Task objective => Identify every line in the records below that contains the string "form", and copy each of those lines.

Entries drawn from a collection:
[start]

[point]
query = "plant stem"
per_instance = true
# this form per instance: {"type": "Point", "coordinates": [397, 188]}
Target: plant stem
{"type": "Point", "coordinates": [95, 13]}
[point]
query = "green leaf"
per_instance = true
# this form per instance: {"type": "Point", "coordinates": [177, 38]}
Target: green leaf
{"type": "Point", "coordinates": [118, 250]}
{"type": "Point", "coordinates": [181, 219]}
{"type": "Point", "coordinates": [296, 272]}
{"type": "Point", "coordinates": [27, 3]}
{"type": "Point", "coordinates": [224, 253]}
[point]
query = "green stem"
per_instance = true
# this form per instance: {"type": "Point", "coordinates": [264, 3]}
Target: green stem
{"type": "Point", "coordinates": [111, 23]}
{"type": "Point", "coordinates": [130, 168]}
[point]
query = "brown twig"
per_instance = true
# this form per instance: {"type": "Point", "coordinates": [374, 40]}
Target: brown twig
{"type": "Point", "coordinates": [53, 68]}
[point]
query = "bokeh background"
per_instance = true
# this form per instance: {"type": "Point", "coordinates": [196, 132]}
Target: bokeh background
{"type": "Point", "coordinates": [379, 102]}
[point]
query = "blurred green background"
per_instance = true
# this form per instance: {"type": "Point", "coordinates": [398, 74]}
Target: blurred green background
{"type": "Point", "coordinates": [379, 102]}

[end]
[start]

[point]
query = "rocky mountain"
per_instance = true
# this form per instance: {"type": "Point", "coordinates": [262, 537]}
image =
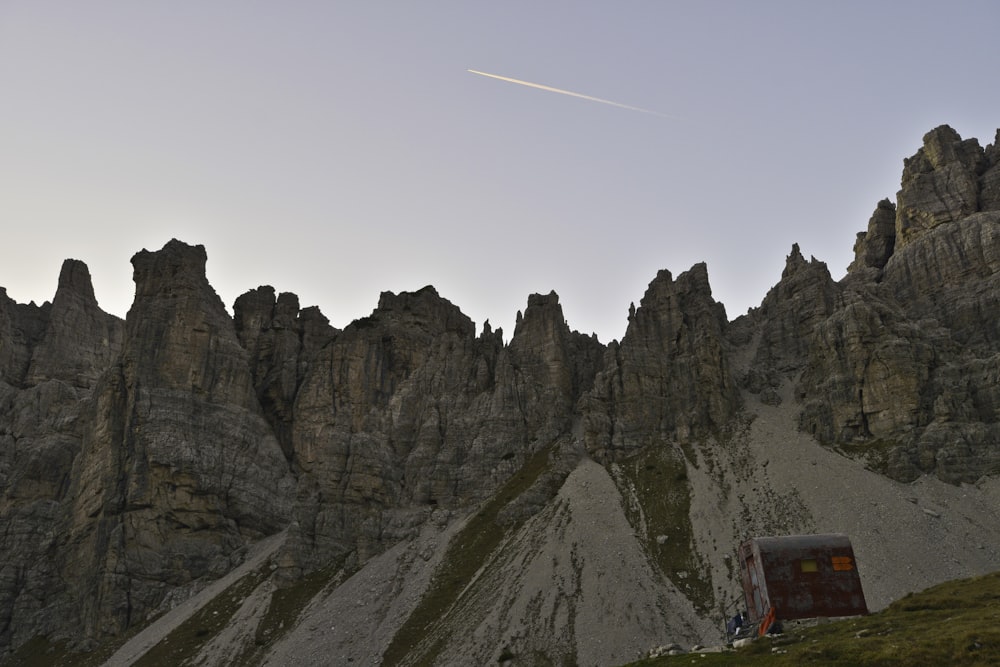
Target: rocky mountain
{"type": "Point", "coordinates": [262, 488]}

[end]

Response to this exercise =>
# this form per instance: {"type": "Point", "coordinates": [397, 188]}
# this form per instance: {"type": "Point", "coordinates": [177, 38]}
# this form per instance: {"type": "Point", "coordinates": [264, 3]}
# this form per instance: {"type": "Point", "coordinates": [374, 40]}
# this form per instance: {"type": "Point", "coordinates": [196, 132]}
# this form per instance: {"type": "Point", "coordinates": [398, 74]}
# this form per instance: {"type": "Point", "coordinates": [262, 537]}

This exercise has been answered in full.